» Work instructions
Return each line in the rows below that contains the string "white". Matching is case-sensitive.

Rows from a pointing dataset
— Begin —
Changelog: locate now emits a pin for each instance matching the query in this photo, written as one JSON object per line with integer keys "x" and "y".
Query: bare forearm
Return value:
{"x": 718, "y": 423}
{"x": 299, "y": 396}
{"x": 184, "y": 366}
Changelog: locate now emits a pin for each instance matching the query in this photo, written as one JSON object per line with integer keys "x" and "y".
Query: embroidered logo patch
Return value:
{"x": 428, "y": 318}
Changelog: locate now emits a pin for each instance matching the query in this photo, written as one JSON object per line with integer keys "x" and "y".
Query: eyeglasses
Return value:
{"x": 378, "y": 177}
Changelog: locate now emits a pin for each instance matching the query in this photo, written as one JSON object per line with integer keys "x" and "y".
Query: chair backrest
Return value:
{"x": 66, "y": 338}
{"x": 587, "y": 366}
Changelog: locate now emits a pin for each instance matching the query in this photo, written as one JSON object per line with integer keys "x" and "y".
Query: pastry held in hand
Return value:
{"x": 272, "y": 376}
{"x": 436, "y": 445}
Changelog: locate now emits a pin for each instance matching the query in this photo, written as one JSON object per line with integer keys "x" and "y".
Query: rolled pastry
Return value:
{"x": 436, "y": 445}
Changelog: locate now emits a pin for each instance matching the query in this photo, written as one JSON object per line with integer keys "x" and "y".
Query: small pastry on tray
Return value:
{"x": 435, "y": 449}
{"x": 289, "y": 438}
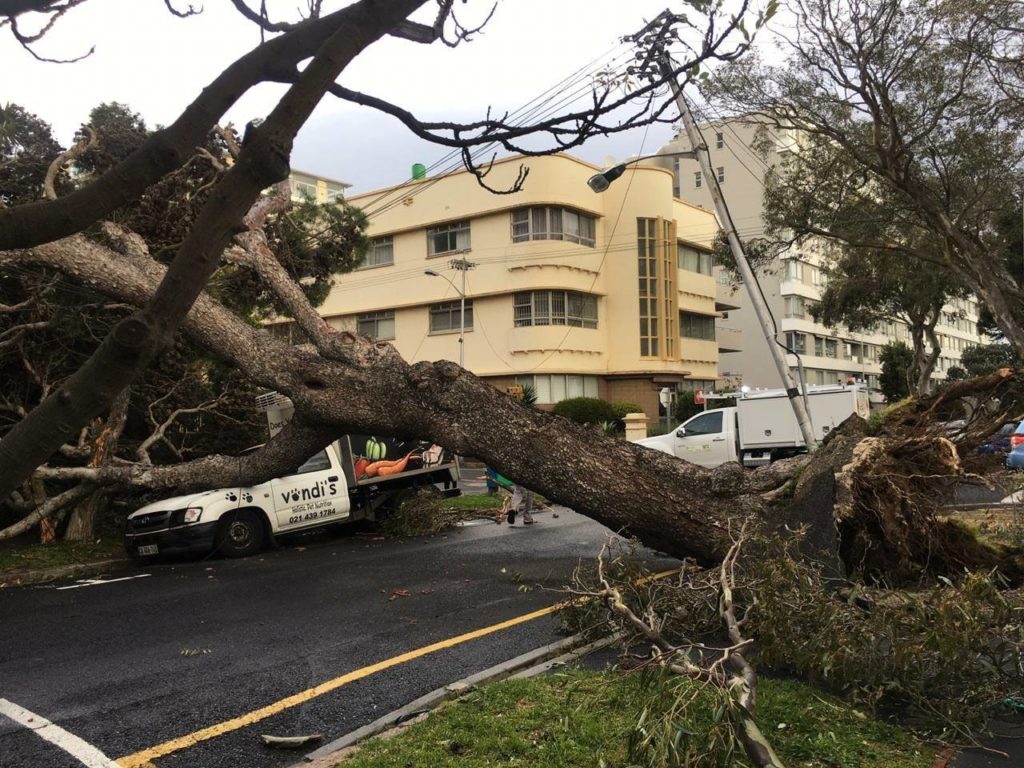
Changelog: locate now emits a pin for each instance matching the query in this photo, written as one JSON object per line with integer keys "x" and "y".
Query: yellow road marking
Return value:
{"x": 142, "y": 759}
— End —
— Begin —
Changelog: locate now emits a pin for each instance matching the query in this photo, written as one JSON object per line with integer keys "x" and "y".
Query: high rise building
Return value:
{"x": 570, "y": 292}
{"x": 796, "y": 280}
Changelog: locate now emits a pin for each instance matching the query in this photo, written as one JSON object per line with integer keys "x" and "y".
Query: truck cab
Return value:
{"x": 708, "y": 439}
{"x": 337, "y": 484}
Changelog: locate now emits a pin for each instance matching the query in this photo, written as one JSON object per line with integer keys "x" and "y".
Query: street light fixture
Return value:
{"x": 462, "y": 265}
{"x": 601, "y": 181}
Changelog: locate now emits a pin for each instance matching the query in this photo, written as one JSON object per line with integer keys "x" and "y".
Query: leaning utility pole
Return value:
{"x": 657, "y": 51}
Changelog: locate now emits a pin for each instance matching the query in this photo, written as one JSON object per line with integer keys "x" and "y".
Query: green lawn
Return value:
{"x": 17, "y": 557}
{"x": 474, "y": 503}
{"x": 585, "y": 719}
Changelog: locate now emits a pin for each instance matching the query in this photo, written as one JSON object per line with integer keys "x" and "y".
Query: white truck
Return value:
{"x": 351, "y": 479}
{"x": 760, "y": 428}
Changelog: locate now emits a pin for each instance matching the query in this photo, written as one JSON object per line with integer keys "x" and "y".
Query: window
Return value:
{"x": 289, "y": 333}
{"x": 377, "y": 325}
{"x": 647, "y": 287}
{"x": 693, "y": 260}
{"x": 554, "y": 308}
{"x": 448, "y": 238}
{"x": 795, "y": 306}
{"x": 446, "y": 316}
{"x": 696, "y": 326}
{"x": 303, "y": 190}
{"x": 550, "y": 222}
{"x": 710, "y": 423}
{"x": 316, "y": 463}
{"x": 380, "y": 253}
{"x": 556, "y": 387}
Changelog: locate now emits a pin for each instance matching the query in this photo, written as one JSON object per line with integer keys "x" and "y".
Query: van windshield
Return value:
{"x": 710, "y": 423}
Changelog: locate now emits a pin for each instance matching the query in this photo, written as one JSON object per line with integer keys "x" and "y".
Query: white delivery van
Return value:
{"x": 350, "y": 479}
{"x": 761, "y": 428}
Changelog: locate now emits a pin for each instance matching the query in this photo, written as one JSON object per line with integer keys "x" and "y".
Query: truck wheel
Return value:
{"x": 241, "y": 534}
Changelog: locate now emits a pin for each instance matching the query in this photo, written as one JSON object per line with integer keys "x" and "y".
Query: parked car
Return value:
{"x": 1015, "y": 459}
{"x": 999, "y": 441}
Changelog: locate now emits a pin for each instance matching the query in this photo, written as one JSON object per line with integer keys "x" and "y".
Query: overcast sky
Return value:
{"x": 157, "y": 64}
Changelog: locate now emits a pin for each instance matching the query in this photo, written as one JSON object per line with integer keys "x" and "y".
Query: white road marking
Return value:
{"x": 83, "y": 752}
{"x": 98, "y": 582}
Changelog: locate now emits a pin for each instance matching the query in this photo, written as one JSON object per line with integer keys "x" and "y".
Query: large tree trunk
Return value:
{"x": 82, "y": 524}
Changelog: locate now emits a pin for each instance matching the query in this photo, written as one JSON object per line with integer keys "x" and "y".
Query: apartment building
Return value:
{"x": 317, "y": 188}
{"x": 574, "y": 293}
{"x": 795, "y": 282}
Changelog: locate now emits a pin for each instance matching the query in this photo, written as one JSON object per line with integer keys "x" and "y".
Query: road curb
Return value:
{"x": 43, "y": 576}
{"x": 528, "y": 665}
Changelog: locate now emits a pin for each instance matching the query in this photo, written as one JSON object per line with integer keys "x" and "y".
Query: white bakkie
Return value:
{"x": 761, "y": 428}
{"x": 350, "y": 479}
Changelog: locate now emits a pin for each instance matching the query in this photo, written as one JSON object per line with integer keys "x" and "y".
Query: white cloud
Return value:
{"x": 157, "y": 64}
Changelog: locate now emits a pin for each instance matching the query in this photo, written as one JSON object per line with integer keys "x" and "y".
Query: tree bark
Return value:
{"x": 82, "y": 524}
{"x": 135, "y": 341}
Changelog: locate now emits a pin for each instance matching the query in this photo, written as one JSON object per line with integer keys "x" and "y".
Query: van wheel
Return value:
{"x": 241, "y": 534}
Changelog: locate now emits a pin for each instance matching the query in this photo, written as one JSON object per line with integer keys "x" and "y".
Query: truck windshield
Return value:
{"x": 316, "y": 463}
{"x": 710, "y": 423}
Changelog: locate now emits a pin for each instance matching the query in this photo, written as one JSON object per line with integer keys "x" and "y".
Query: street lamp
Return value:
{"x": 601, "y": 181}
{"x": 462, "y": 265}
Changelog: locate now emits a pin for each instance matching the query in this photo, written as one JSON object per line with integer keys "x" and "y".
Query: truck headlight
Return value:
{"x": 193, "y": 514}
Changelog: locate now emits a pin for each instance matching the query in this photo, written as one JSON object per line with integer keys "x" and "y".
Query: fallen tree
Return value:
— End —
» Answer to the problem
Query: white truck
Query: white delivery van
Query: white road marking
Query: white bakkie
Query: white cloud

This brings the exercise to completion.